__Exercise objective__
Copy every line of the records below word for word, but leave out the pictures.
╔══
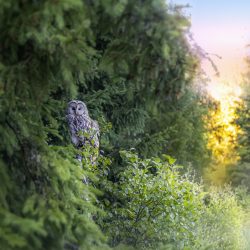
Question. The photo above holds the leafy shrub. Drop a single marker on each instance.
(156, 207)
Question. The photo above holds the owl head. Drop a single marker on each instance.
(77, 108)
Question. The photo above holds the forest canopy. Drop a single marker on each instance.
(132, 64)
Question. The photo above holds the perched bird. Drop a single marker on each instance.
(82, 128)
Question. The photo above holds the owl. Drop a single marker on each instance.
(82, 128)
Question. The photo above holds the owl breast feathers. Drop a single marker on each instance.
(82, 128)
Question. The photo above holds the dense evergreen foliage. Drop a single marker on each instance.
(132, 65)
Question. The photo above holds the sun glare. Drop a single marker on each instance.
(222, 138)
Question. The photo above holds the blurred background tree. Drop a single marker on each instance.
(240, 174)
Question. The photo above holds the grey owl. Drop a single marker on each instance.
(81, 124)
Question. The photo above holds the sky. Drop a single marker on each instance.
(221, 27)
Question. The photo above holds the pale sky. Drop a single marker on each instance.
(221, 27)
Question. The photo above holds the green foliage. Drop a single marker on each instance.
(240, 174)
(156, 207)
(132, 65)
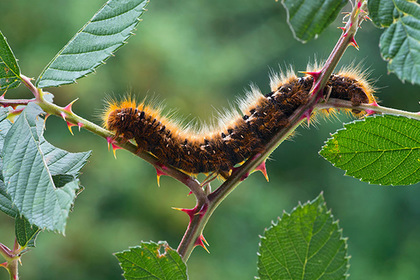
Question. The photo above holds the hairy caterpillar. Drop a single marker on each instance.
(240, 135)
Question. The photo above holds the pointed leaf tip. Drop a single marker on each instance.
(152, 260)
(104, 34)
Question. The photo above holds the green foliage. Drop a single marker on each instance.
(306, 244)
(9, 69)
(32, 166)
(400, 43)
(152, 261)
(381, 150)
(307, 19)
(107, 31)
(25, 232)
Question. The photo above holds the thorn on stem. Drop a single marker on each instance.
(159, 173)
(199, 242)
(263, 169)
(68, 108)
(111, 141)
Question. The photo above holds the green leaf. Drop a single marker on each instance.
(380, 11)
(309, 18)
(30, 165)
(107, 31)
(9, 69)
(6, 204)
(382, 150)
(306, 244)
(400, 42)
(152, 261)
(25, 232)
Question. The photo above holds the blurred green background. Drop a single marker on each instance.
(199, 56)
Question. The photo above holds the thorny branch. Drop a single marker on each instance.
(207, 201)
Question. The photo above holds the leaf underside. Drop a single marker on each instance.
(152, 261)
(382, 150)
(107, 31)
(308, 18)
(9, 69)
(306, 244)
(400, 42)
(31, 168)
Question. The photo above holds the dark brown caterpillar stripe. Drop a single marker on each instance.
(239, 136)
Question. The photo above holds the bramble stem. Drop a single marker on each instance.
(376, 109)
(12, 258)
(207, 203)
(196, 226)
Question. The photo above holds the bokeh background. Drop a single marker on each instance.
(199, 56)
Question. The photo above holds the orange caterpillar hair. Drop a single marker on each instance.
(240, 135)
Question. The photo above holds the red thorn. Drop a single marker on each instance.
(159, 173)
(114, 148)
(354, 43)
(69, 126)
(199, 242)
(371, 112)
(63, 115)
(314, 74)
(244, 176)
(204, 240)
(307, 116)
(68, 107)
(263, 170)
(111, 141)
(190, 212)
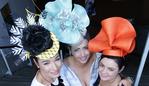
╚══
__Result of the task__
Question. The photo above holds the leafy shrub. Drop a single marker on each instance.
(156, 207)
Question. The photo above holds the owl head. Drop a single marker on each instance.
(77, 108)
Question. The photo above holds the forest canopy. Drop a single marker on each instance.
(132, 64)
Question. The photo above holds the perched bird. Drop a single marker on each instance.
(82, 128)
Question. The photo above holds the owl. Drop a single marker on each instance.
(82, 128)
Question. The photo above holds the owl breast feathers. Drop a single marker on each instance.
(82, 128)
Question. The photo above holds the dense evergreen foliage. Drop a single marker on each instance.
(132, 65)
Question. The photo above holds the sun glare. Drop a single marker on each instance.
(222, 138)
Question. The photo above holds the blurred background tree. Drop a single marker on each instance.
(240, 174)
Question. The photo above holds the grey owl. Drop a single marker on each instance.
(81, 124)
Question. The photo above holds the sky. Drop a single marker on each instance.
(221, 27)
Question. The photo above holds the pale sky. Drop a single marker on each instance.
(221, 27)
Question. The photo above holds the green foliage. Drop a single marker on each instance.
(240, 174)
(156, 207)
(132, 65)
Question. The photo above holds the hairy caterpillar. Drop a single marker on each instance.
(240, 135)
Question. The photo above holds the pointed leaf tip. Drop a single marker on each instance.
(152, 260)
(104, 34)
Question. The photo above holds the green foliage. Drop a single marker on each instance.
(306, 244)
(9, 69)
(32, 166)
(400, 43)
(152, 261)
(381, 150)
(307, 19)
(107, 31)
(25, 232)
Question. The photo above holds the thorn on stem. Drop a single marker on each instance.
(159, 173)
(199, 242)
(263, 169)
(68, 108)
(111, 141)
Question. The photo above holds the green leaf. Drop a single marker on each instance.
(380, 11)
(309, 18)
(30, 165)
(107, 31)
(9, 69)
(6, 204)
(382, 150)
(306, 244)
(400, 42)
(152, 261)
(25, 232)
Question. The photo above holds the blurred green background. Drop a single marker on each instance.
(199, 56)
Question. The photo above holds the thorny branch. Drop a single marker on each instance.
(207, 201)
Question. The photo above holds the leaf underside. Drop a single marker on each instance.
(152, 261)
(382, 150)
(107, 31)
(308, 18)
(9, 69)
(306, 244)
(400, 42)
(31, 168)
Question. The photo above holds the dark brown caterpillar stripe. Drop a single marker on each instance.
(239, 136)
Question. The photo above holds the bramble stem. Drop a single marker on each instance.
(376, 109)
(12, 258)
(207, 203)
(196, 226)
Question. The photo above holds the bokeh background. Drop a single marker on each instance.
(199, 56)
Question. The photo above holds the orange caterpillar hair. Drop a single marker on each instance.
(240, 135)
Question. The photo above holds the red thorn. Drop a single marker on each instance.
(159, 173)
(114, 148)
(354, 43)
(69, 126)
(199, 242)
(371, 112)
(63, 115)
(314, 74)
(244, 176)
(204, 240)
(307, 116)
(68, 107)
(263, 170)
(111, 141)
(190, 212)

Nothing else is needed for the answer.